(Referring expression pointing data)
#####

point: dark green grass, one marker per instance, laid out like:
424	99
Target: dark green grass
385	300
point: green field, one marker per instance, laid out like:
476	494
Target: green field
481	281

#####

Task objective -
Copy each line from the data above that includes "marker".

Answer below -
point: dark green grass, one marker per instance, laid out like:
point: green field, one marker per instance, laid out like:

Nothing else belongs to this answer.